§ TASK ITEM: Which lines in the entries below contain the string "dark"? Show each of them in full.

§ EXCERPTED DATA:
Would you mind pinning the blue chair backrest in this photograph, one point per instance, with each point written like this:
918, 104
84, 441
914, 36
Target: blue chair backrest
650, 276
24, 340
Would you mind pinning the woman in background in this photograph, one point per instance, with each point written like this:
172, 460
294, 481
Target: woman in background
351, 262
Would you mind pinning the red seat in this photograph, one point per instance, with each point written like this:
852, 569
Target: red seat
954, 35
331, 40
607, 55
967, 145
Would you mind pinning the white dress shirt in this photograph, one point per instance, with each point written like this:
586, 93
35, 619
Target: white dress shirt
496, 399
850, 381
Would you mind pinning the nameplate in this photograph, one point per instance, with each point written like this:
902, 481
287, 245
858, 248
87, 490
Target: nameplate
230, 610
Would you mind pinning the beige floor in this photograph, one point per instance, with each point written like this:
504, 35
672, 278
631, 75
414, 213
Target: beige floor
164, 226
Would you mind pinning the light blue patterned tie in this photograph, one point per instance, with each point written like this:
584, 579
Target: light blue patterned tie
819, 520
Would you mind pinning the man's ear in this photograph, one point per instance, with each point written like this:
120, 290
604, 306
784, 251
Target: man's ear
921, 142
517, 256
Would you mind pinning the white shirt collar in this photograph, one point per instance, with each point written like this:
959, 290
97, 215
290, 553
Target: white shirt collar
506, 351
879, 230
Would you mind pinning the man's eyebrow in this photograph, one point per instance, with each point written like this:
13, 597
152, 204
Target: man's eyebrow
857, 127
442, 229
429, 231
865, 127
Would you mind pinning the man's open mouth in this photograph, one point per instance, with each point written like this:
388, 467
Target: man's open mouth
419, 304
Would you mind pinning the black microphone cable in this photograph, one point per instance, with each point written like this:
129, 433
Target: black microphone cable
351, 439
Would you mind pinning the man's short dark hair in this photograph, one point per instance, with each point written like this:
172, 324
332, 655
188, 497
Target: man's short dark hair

§ SOLUTION TO THE EXERCISE:
Would you mind pinning the man's short dark hair in this photograph, one point per instance, with each point written like this:
Target: man's short dark hair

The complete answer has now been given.